Examples of the flat panel display devices include a liquid crystal display (“LCD”) device, a field emission display (“FED”) device, an organic light emitting device (“OLED”) and a plasma display device (“PDP”). In general, active flat panel display devices include a plurality of pixels arranged in a matrix, and driving circuits such as a signal controller or a data driver for controlling an operation of the plurality of pixels based on control signals. The flat panel display devices process image information in accordance with the control signals in order to control a luminance of each pixel for displaying images.

The image information is output as digital image signals from the signal controller, and the digital image signals are converted to analog data voltages in a digital-to-analog converter of the data driver which are applied to the plurality of pixels through data lines.

When the number of digital-to-analog converters is the same as the number of the data lines, a size of the driving circuits, such as the data driver, increases, which thereby increases power consumption. In addition, the number of pads and an amount of wiring disposed between the driving circuits and the panel assembly increases, which thereby causes signal deterioration, etc.

However, when the number of digital-to-analog converters is less than the number of data lines, a charging time of the data voltage is different for each pixel.

BRIEF SUMMARY OF THE INVENTION

According to an exemplary embodiment of the present invention, a display device is provided. The display device includes a display panel which includes a plurality of pixels, a gate driver which sequentially applies gate-on voltages with a first period to the plurality of pixels and a data driver which generates data voltages for at least two pixels of the plurality of pixels for the first period, and supplies the data voltages to the at least two pixels of the plurality of pixels, respectively, wherein an application order of the data voltages applied to the at least two pixels of the plurality of pixels is changed for every frame.

The application order of the data voltages for the at least two pixels of the plurality of pixels may be reversed in two adjacent frames.

The application order of the data voltages with respect to the at least two pixels of the plurality of pixels for the first period may be substantially equal in the same frame.

RAW RECORDS
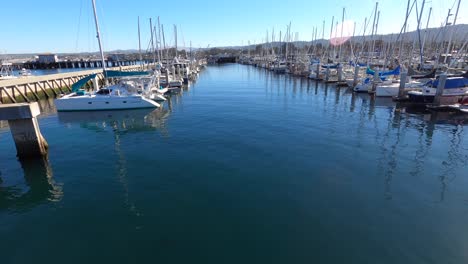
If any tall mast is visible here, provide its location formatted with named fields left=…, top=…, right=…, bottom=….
left=417, top=0, right=426, bottom=67
left=156, top=16, right=163, bottom=63
left=154, top=26, right=161, bottom=62
left=338, top=7, right=345, bottom=60
left=444, top=0, right=461, bottom=63
left=398, top=0, right=410, bottom=66
left=138, top=16, right=143, bottom=63
left=91, top=0, right=106, bottom=73
left=327, top=16, right=335, bottom=60
left=367, top=2, right=379, bottom=64
left=174, top=25, right=177, bottom=58
left=150, top=18, right=156, bottom=63
left=421, top=7, right=432, bottom=55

THE TASKS
**A)** Reproduce the flat panel display passage word for word, from "Examples of the" to "through data lines.".
**B)** Write the next part of the flat panel display passage, picking up after its final sentence.

TASK RESPONSES
**A)**
Examples of the flat panel display devices include a liquid crystal display (“LCD”) device, a field emission display (“FED”) device, an organic light emitting device (“OLED”) and a plasma display device (“PDP”). In general, active flat panel display devices include a plurality of pixels arranged in a matrix, and driving circuits such as a signal controller or a data driver for controlling an operation of the plurality of pixels based on control signals. The flat panel display devices process image information in accordance with the control signals in order to control a luminance of each pixel for displaying images.

The image information is output as digital image signals from the signal controller, and the digital image signals are converted to analog data voltages in a digital-to-analog converter of the data driver which are applied to the plurality of pixels through data lines.

**B)**
The data driver may apply the data voltages to the at least two pixels of the plurality of pixels by changing a data voltage application start position for the at least two pixels of the plurality of pixels for every frame.

The data voltage application start position of the at least two pixels of the plurality of pixels may be shifted by one pixel of the plurality of pixels for every frame.

The application order of the data voltages with respect to the at least two pixels of the plurality of pixels for the first period may be substantially equal in the same frame.

The data driver may include a latch which stores image signals with respect to the at least two pixels of the plurality of pixels, a first selection unit which outputs the image signals based on a first selection signal, a digital-to-analog converter which converts the image signals to the data voltages and a second selection unit which outputs the data voltages to the at least two pixels of the plurality of pixels based on a second selection signal.

The latch may include a plurality of latch circuits, wherein each of the latch circuits of the plurality of latch circuits stores the image signal for each pixel of the plurality of pixels.

The first selection unit may include a plurality of the first switching elements connected to the latch circuits and the digital-to-analog converter, respectively, and the second selection unit includes a plurality of the second switching elements connected to the digital-to-analog converter and the at least two pixels of the plurality of pixels, respectively.

The first switching elements and the second switching elements may be turned on in the same order.

The second selection unit may be positioned on the display panel.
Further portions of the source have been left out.